◆ DESCRIPTION OF THE TASK
Restating the data exactly is the whole task.

** EXERCISE MATERIALS follows **

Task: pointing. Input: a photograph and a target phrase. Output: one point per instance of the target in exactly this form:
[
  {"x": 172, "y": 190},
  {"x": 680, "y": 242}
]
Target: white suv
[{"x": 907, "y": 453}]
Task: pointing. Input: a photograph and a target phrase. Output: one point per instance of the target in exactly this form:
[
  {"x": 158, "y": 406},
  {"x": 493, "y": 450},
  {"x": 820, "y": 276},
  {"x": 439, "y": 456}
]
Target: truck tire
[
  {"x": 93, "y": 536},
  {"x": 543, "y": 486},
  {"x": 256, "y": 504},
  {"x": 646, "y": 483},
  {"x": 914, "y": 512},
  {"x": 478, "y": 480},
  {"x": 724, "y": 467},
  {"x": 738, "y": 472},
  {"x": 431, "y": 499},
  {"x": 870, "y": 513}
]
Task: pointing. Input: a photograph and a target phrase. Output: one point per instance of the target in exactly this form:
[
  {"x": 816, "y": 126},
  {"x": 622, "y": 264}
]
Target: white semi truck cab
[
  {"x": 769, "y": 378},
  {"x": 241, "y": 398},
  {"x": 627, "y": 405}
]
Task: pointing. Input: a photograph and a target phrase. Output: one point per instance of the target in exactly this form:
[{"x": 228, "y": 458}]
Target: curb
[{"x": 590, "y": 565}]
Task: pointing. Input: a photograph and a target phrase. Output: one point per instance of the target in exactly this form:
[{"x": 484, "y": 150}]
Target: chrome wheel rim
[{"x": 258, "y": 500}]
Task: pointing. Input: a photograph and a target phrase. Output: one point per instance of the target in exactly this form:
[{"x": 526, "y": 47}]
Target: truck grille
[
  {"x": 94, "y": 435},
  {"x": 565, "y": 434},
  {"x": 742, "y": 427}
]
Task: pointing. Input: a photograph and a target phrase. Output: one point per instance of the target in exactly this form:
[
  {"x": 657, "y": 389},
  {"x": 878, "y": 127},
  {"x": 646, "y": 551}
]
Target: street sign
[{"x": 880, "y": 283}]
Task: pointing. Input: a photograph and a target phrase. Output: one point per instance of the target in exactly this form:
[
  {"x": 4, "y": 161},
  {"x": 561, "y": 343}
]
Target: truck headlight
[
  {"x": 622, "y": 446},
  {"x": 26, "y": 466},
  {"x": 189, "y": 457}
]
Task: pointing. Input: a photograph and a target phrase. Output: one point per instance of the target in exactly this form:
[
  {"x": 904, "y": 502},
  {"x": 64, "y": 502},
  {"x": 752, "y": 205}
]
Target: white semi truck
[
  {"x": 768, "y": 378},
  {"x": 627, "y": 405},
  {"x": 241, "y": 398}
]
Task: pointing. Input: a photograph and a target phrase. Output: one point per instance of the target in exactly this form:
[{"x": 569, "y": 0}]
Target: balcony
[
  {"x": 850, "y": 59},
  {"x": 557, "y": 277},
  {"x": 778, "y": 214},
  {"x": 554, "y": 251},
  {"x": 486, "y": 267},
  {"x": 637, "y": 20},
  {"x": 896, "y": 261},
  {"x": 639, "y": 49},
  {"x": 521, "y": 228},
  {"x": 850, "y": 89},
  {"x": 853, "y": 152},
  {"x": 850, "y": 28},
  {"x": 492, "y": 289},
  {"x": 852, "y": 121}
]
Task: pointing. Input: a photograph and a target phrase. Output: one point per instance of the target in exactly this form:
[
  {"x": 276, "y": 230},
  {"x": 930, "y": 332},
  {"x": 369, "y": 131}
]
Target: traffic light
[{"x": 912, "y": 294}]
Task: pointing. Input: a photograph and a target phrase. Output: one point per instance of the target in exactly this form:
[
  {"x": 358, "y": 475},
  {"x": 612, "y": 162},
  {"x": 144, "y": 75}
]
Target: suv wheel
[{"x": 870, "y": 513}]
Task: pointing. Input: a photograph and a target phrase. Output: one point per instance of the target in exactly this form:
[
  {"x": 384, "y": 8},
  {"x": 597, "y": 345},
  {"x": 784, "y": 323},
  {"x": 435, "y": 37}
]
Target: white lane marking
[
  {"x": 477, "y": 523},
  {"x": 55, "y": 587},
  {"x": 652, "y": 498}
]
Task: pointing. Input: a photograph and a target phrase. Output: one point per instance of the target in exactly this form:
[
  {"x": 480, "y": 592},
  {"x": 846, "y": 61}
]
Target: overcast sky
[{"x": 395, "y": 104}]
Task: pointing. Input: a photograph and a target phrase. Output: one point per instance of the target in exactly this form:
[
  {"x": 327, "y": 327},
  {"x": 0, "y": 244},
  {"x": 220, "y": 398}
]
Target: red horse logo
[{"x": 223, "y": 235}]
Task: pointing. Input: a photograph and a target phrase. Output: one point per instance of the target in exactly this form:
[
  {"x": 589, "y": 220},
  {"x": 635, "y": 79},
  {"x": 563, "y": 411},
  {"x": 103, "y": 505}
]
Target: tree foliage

** End of EXERCISE MATERIALS **

◆ ANSWER TO THE PROBLEM
Task: pointing. Input: a photograph and a target phrase. Output: one point per instance of the target in exactly this form:
[
  {"x": 172, "y": 190},
  {"x": 680, "y": 242}
]
Target: white suv
[{"x": 907, "y": 453}]
Task: pointing. Input: a photograph and a target phrase. Output: one point per instance of the target in exactly this form:
[
  {"x": 158, "y": 406},
  {"x": 493, "y": 450},
  {"x": 820, "y": 276},
  {"x": 439, "y": 456}
]
Target: truck tire
[
  {"x": 93, "y": 536},
  {"x": 543, "y": 486},
  {"x": 256, "y": 504},
  {"x": 646, "y": 483},
  {"x": 914, "y": 512},
  {"x": 478, "y": 480},
  {"x": 724, "y": 467},
  {"x": 738, "y": 472},
  {"x": 431, "y": 499},
  {"x": 870, "y": 513}
]
Task: pointing. Input: a photograph and a target phrase. Output: one point per instance of the target in exactly this form:
[
  {"x": 816, "y": 126},
  {"x": 622, "y": 264}
]
Target: white semi truck cab
[
  {"x": 769, "y": 378},
  {"x": 241, "y": 398},
  {"x": 627, "y": 405}
]
Task: pointing. Input: a photograph and a target phrase. Output: one point per instance of the target in exactly this form:
[{"x": 228, "y": 458}]
Target: curb
[{"x": 590, "y": 565}]
Task: pointing. Input: a photograph and a target phrase. Output: one point per instance of the target in exactly this form:
[{"x": 484, "y": 150}]
Target: chrome wheel rim
[{"x": 258, "y": 500}]
Task: pointing. Input: a photograph and a target phrase. Output: one point per instance of the target in exactly this form:
[{"x": 526, "y": 47}]
Target: truck grille
[
  {"x": 94, "y": 435},
  {"x": 565, "y": 434},
  {"x": 742, "y": 427}
]
Task: pointing. Input: a photograph and a target phrase. Output: one point per instance of the target in exactly this form:
[
  {"x": 657, "y": 389},
  {"x": 878, "y": 127},
  {"x": 646, "y": 551}
]
Target: street sign
[{"x": 880, "y": 283}]
Task: pointing. Input: a photograph and a target phrase. Output: one point per instance of the target in exactly this form:
[
  {"x": 4, "y": 161},
  {"x": 561, "y": 343}
]
Target: truck headlight
[
  {"x": 622, "y": 446},
  {"x": 26, "y": 466},
  {"x": 189, "y": 457}
]
Task: pointing. Input: a photograph and a target phrase. Output: one point per instance of the target in exactly this form:
[
  {"x": 904, "y": 502},
  {"x": 64, "y": 502},
  {"x": 752, "y": 205}
]
Target: white semi truck
[
  {"x": 768, "y": 378},
  {"x": 627, "y": 405},
  {"x": 241, "y": 398}
]
Task: pointing. Input: a photograph and a target phrase. Output: one point per instance of the target in exactly this form:
[{"x": 569, "y": 0}]
Target: balcony
[
  {"x": 850, "y": 59},
  {"x": 557, "y": 277},
  {"x": 778, "y": 214},
  {"x": 554, "y": 251},
  {"x": 486, "y": 267},
  {"x": 637, "y": 20},
  {"x": 896, "y": 261},
  {"x": 639, "y": 49},
  {"x": 521, "y": 228},
  {"x": 850, "y": 89},
  {"x": 853, "y": 152},
  {"x": 850, "y": 28},
  {"x": 492, "y": 289},
  {"x": 852, "y": 121}
]
Task: pointing. Input: a photograph and a target phrase. Output: one point per instance of the target in exactly this form:
[
  {"x": 276, "y": 230},
  {"x": 930, "y": 332},
  {"x": 369, "y": 131}
]
Target: traffic light
[{"x": 912, "y": 294}]
Task: pointing. Input: a photograph and a target phrase. Output: one point per instance of the target in exactly this form:
[
  {"x": 358, "y": 475},
  {"x": 612, "y": 162},
  {"x": 144, "y": 75}
]
Target: suv wheel
[{"x": 870, "y": 513}]
Task: pointing. Input: a photograph and a target phrase. Output: one point per instance of the target in exactly this form:
[
  {"x": 384, "y": 8},
  {"x": 597, "y": 345},
  {"x": 784, "y": 323},
  {"x": 435, "y": 37}
]
Target: white lane marking
[
  {"x": 477, "y": 523},
  {"x": 55, "y": 587},
  {"x": 652, "y": 498}
]
Task: pointing. Input: a photograph and a target phrase. Output: one point per instance of the target in exactly this form:
[
  {"x": 480, "y": 592},
  {"x": 846, "y": 61}
]
Target: overcast sky
[{"x": 395, "y": 104}]
Task: pointing. Input: a photograph and a target phrase. Output: one point per instance of the target in exactly this form:
[
  {"x": 327, "y": 327},
  {"x": 0, "y": 244},
  {"x": 220, "y": 398}
]
Target: red horse logo
[{"x": 223, "y": 235}]
Task: pointing. Input: a photograph and a target phrase. Output: one point per instance of the target in exactly this form:
[
  {"x": 589, "y": 220},
  {"x": 635, "y": 79},
  {"x": 563, "y": 411},
  {"x": 103, "y": 505}
]
Target: tree foliage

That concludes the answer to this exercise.